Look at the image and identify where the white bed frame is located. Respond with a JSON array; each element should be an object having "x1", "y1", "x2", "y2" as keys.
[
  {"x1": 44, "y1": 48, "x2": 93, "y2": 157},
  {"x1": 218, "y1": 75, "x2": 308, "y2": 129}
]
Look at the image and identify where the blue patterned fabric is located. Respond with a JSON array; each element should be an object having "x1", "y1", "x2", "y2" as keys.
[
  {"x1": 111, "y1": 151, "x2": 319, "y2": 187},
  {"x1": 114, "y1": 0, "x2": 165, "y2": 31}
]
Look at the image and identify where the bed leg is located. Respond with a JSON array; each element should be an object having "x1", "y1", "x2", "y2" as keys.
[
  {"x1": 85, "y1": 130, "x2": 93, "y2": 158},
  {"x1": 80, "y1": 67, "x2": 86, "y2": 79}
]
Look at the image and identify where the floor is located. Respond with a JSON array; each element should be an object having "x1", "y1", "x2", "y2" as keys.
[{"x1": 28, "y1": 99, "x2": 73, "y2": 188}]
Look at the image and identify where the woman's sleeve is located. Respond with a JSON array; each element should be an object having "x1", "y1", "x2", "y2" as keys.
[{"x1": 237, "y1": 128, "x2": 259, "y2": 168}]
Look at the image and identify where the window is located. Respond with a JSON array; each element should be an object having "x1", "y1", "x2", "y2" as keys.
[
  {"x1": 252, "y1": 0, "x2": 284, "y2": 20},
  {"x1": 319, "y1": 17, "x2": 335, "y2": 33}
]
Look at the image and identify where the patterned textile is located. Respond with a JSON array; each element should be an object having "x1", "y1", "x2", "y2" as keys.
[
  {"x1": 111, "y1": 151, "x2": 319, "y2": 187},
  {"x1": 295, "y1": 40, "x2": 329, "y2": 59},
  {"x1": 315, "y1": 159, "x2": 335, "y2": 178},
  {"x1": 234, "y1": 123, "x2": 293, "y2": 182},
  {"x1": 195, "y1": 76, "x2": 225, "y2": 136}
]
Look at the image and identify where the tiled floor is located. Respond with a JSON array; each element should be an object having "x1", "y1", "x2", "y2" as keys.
□ □ □
▸ **What you need to do**
With nothing added or dropped, write out every entry.

▸ **Solution below**
Look at the image and identify where the white bed frame is located. Respond with a JSON array; each element should be an object having "x1", "y1", "x2", "y2" as keys.
[
  {"x1": 44, "y1": 48, "x2": 93, "y2": 157},
  {"x1": 218, "y1": 75, "x2": 308, "y2": 129}
]
Look at the image and identify where the blue patterned fabric is located. Respond with a JSON array; each element should be an object having "x1", "y1", "x2", "y2" as keys.
[
  {"x1": 111, "y1": 151, "x2": 319, "y2": 187},
  {"x1": 114, "y1": 0, "x2": 165, "y2": 31}
]
Look at the image and identify where the bed leg is located. Respond with a JSON array; each element should be an object having "x1", "y1", "x2", "y2" as keys.
[
  {"x1": 85, "y1": 130, "x2": 93, "y2": 158},
  {"x1": 80, "y1": 67, "x2": 86, "y2": 79}
]
Look at the image and identify where the floor is located. Respond with a JSON array; each element should be an object having "x1", "y1", "x2", "y2" as keys.
[{"x1": 28, "y1": 99, "x2": 73, "y2": 188}]
Look at the image and identify where the woman's sleeve is located. Respond with a JSON array; each element should be an object having "x1", "y1", "x2", "y2" as keys.
[{"x1": 237, "y1": 128, "x2": 259, "y2": 168}]
Look at the image and identify where the window is located. Respond with a JSON array; each element should be an object having "x1", "y1", "x2", "y2" as keys.
[
  {"x1": 252, "y1": 0, "x2": 284, "y2": 20},
  {"x1": 319, "y1": 17, "x2": 335, "y2": 33}
]
Look at the image and identify where the patterned textile is located. Respond with a JSON array; each element should be an object having "x1", "y1", "x2", "y2" as keys.
[
  {"x1": 111, "y1": 151, "x2": 319, "y2": 187},
  {"x1": 295, "y1": 40, "x2": 329, "y2": 59},
  {"x1": 315, "y1": 159, "x2": 335, "y2": 178},
  {"x1": 234, "y1": 123, "x2": 293, "y2": 182},
  {"x1": 195, "y1": 76, "x2": 225, "y2": 136}
]
Look at the image and identify where the tiled floor is located. Respond with a JSON array; each element should be an object having "x1", "y1", "x2", "y2" as keys.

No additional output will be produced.